Ces thématiques, présentes dans ton disque, sont très proches de celles de Houellebecq…
Je m’en suis vite rendu compte, évidemment. J’ai beaucoup lu ses livres, il est l’un des premiers à avoir fait entrer la physique quantique dans la littérature et à poser des questions parfois très dérangeantes. Je ne suis pas entré dans cet album via l’œuvre de Houellebecq, j’avais été traversé par cette œuvre bien avant. Mais en faisant toutes ces recherches, j’ai pu la relire d’un œil différent, mieux la comprendre et me rendre compte à quel point il y avait des points communs. On s’est parlé au téléphone mais on ne s’est pas vraiment rencontrés. Je l’ai contacté dès que j’ai commencé à avoir quelques morceaux de l’album. J’avais sans doute peur de faire fausse route, je cherchais une sorte de validation à travers lui. J’ai toujours ce complexe du mec qui vient de la campagne, et je crois que c’est un truc qui reste à vie, ce sentiment de ne jamais être légitime. C’est toujours un risque d’envoyer ce qu’on fait à quelqu’un dont on admire le travail, mais je voulais vraiment qu’il écoute et, consciemment ou non, je cherchais sa caution. Heureusement, il a répondu et on a pu échanger par mail. Il était même question à un moment qu’il écrive une chanson mais ça ne s’est pas fait. Son regard et son avis ont toutefois été utiles et précieux. A propos de la chanson Space Opera, qu’il aime beaucoup, il m’a dit : “J’espère que vous avez conscience qu’on va vous embêter avec ça”, à cause de Raël évidemment (rires)…
C’est une fois les thèmes choisis que tu t’es interrogé sur l’enveloppe musicale qui devait leur correspondre ?

━━━

**Exercice proposé A**
D'après le texte fourni, quelle chanson de l'album plaît beaucoup à Houellebecq ?

**Données extraites**
━━━

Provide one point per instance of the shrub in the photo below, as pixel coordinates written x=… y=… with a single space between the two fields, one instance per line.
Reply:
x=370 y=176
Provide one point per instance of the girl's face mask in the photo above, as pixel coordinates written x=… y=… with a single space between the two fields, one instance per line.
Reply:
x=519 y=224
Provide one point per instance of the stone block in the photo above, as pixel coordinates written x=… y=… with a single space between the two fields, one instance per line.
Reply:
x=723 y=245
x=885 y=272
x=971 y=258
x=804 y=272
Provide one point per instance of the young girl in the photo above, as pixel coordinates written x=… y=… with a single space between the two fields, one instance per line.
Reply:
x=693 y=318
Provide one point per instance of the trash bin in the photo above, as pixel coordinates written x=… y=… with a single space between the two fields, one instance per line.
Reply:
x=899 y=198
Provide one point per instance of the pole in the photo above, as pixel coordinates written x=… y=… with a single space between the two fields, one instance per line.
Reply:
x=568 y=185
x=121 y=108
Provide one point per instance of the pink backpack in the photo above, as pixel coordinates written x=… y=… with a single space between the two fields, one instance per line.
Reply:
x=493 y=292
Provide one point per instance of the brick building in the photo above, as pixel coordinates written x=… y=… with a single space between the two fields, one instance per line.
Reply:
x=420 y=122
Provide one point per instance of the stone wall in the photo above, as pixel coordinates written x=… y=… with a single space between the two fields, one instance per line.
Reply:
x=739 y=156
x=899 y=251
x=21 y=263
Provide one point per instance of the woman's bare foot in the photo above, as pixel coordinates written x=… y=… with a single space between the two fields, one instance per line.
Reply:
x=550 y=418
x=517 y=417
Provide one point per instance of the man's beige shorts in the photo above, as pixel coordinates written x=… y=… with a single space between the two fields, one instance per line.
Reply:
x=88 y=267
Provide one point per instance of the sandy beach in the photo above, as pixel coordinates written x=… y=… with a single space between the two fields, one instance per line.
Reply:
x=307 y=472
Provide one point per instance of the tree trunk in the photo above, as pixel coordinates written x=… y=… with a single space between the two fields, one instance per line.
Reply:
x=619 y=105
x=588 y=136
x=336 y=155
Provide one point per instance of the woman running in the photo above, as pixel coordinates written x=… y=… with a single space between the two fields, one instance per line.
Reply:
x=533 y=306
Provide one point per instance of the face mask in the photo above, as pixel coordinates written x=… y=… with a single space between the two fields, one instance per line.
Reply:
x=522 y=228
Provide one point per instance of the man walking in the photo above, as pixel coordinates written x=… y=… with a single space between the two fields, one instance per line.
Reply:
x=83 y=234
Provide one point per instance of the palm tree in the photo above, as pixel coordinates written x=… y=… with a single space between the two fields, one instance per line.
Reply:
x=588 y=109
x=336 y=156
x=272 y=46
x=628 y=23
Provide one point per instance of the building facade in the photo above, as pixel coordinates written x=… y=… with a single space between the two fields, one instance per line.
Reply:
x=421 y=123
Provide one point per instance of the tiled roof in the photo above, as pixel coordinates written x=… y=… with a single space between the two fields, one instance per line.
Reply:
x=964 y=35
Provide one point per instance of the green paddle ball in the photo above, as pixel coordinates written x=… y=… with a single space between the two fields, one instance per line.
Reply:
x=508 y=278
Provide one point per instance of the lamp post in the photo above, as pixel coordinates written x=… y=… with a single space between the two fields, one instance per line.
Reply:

━━━

**Exercice proposé B**
Dans les lignes des données extraites, remplace « woman running » par « jogger » dans la partie qui commence par la ligne contenant « Provide one point per instance of the woman running » et se termine par celle contenant « x=533 y=306 ». Recopie uniquement cette partie, sans rien changer d'autre.

**Réponse rédigée A**
Space Opera.

**Réponse rédigée B**
Provide one point per instance of the jogger in the photo above, as pixel coordinates written x=… y=… with a single space between the two fields, one instance per line.
Reply:
x=533 y=306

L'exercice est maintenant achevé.